▶ TEXTE À LIRE
────────────────
Quelques jours avant l’émission, Eva Thomas a averti sa famille par écrit de la publication sous pseudo du « Viol du silence » (éd. J’ai lu, 2000), ainsi que de son intervention télévisée devant la France entière. Elle s’interroge. Quels dégâts cela provoquera-t-il ?
On allait bientôt la reconnaître dans la rue, lui envoyer des courriers par piles, l’interviewer partout. Eva Thomas est déterminée quand elle prend la parole sur le plateau, ça s’entend. Elle parle posément, sans retenue.
« Je n’avais aucune idée de ce qui allait se passer après, mais ce n’était pas possible pour moi de ne pas le faire », relate-t-elle aujourd’hui.
Elle avait en tête, avant de prendre la parole, des images d’explosion, comme des vitres qui se brisent ou des petites bombes qui sautent. Elle voulait à tout prix rompre le silence, s’attaquer à « l’attitude hypocrite et lâche de la société face à l’inceste ».

« Rien ne pouvait m’arrêter. »

Aveuglement et surdité

Il y avait, à l’époque, une forme « d’aveuglement et de surdité » face à l’inceste, explique Anne-Claude Ambroise-Rendu, auteure de « Histoire de la pédophilie » (éd. Fayard, 2014). Il est alors considéré comme un micro-phénomène, qu’on pensait cantonné à la France rurale et reculée.
Le mot ne figure pas tel quel dans l’ancien Code pénal et si la loi le condamne, il est aussi implicitement défendu d’en parler.
Par son intervention, Eva Thomas va faire prendre conscience d’un phénomène beaucoup plus courant et massif qu’imaginé. Son ouvrage « a créé les conditions d’un débat ­public », analysait dans « le Monde » Denis Salas, président de l’Association française pour l’histoire de la justice.
────────────────
▶ TRAVAIL DEMANDÉ
Modifiez le texte sur le témoignage d'Eva Thomas en le recopiant à partir de « Elle avait en » et jusqu'à « défendu d’en parler. », avec « provinciale » à la place de « rurale ».

▶ EXTRAIT DES DONNÉES
────────────────
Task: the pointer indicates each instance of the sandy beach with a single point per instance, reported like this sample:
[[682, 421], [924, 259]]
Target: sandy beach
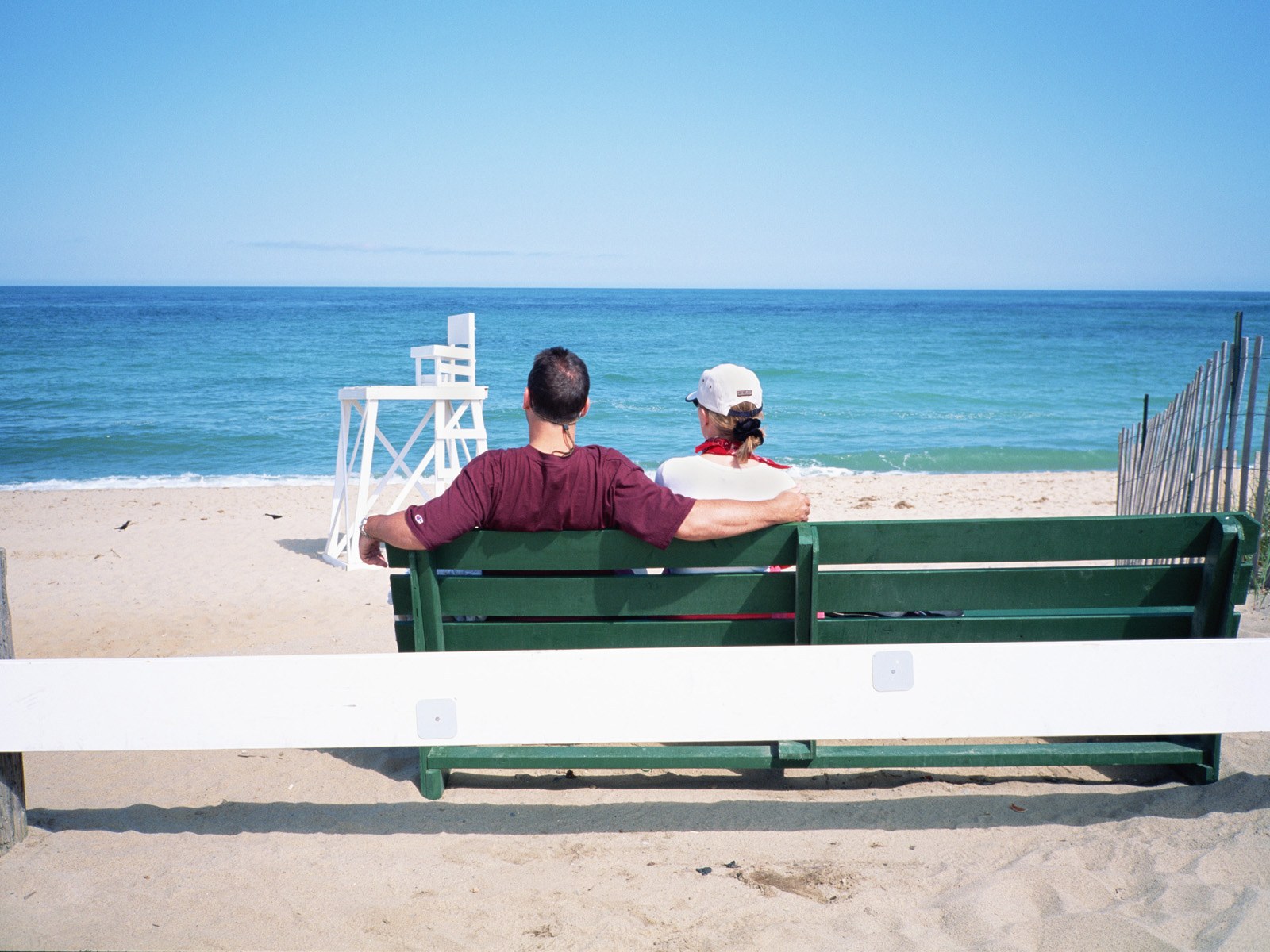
[[330, 850]]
────────────────
▶ RÉPONSE ATTENDUE
Elle avait en tête, avant de prendre la parole, des images d’explosion, comme des vitres qui se brisent ou des petites bombes qui sautent. Elle voulait à tout prix rompre le silence, s’attaquer à « l’attitude hypocrite et lâche de la société face à l’inceste ».

« Rien ne pouvait m’arrêter. »

Aveuglement et surdité

Il y avait, à l’époque, une forme « d’aveuglement et de surdité » face à l’inceste, explique Anne-Claude Ambroise-Rendu, auteure de « Histoire de la pédophilie » (éd. Fayard, 2014). Il est alors considéré comme un micro-phénomène, qu’on pensait cantonné à la France provinciale et reculée.
Le mot ne figure pas tel quel dans l’ancien Code pénal et si la loi le condamne, il est aussi implicitement défendu d’en parler.